------ EXTRAIT DU TEXTE ------
Adeline Beaudoin, employée de bureau au Conseil central du Montréal métropolitain–CSN, n’a jamais aimé le jardinage. Les fleurs, les potagers, très peu pour elle. Jusqu’au jour où elle a entendu un certain Wen Rolland parler d’aménagements comestibles.
« Il travaillait avec des cégeps et des municipalités pour planter des arbustes fruitiers sur les terrains publics, au bénéfice du quartier. J’étais fascinée. » De fil en aiguille, ou plutôt de semence en semence, elle découvre la forêt nourricière. Un concept qui repose sur la diversité végétale, les plantes vivaces, l’autonomie alimentaire et la régénération des sols. Et comme souvent avec Adeline, quand elle découvre quelque chose, elle ne fait pas les choses à moitié.
« Je suis devenue obsédée. Je passais mes soirées à faire de la recherche : qu’est-ce que je peux planter ici ? Qu’est-ce qui poussait avant au Québec et que l’on a complètement oublié avec l’industrialisation ? »
Elle tombe sur des variétés anciennes ou méconnues : le myrique baumier, la fameuse muscade boréale dont les feuilles rappellent aussi le goût des feuilles de laurier, le pawpaw, un fruit indigène… même le mélilot, une fleur surnommée la “vanille du Québec”. Des arômes oubliés, des plantes médicinales, des petits fruits, des arbres à noix… Aujourd’hui, c’est une véritable collection vivante qui s’épanouit chez elle, avec plus d’une cinquantaine de végétaux comestibles.
Mais le plus beau, c’est ce que ça fait pousser autour.
------
■ CONSIGNE A
Selon le texte sur la forêt nourricière d'Adeline Beaudoin, combien de végétaux comestibles poussent aujourd'hui chez elle ?
■ CONSIGNE B
Poursuivez le texte sur la forêt nourricière d'Adeline Beaudoin après sa dernière phrase.
------ DONNÉES ENREGISTRÉES ------
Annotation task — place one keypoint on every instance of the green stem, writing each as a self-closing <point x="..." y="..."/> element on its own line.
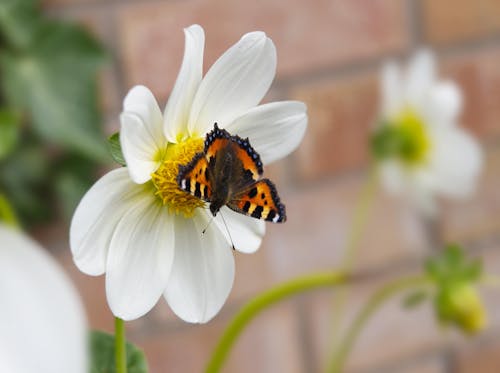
------
■ RÉPONSE A
Plus d'une cinquantaine.

■ RÉPONSE B
« Mon voisin, qui est chef cuisinier, vient chercher chaque année des baies de sureau avec lesquelles il fait un sirop. En échange, il m’en donne une bouteille. Une autre voisine m’a offert une variété de haricots plats qui vient d’Asie en échange de fraisiers. C’est devenu un petit réseau de troc et de partage. Même au bureau, j’ai donné quelques plants de camomille et de mélisse. »
Ce n’est plus juste un projet personnel, c’est devenu un petit mouvement. Une manière douce de résister, de créer des liens et de rêver à une autre manière de vivre en ville.
« C’est ma façon à moi de contribuer à la sécurité alimentaire. De faire quelque chose contre les changements climatiques, même à petite échelle. Et de transmettre ce goût-là à ma fille. » Ensemble, elles plantent, arrosent, regardent pousser. C’est devenu leur rituel du printemps.
Zen, comestible et radicale sans en avoir l’air, la forêt d’Adeline pousse. Et on parie qu’elle n’a pas fini de prendre de l’ampleur.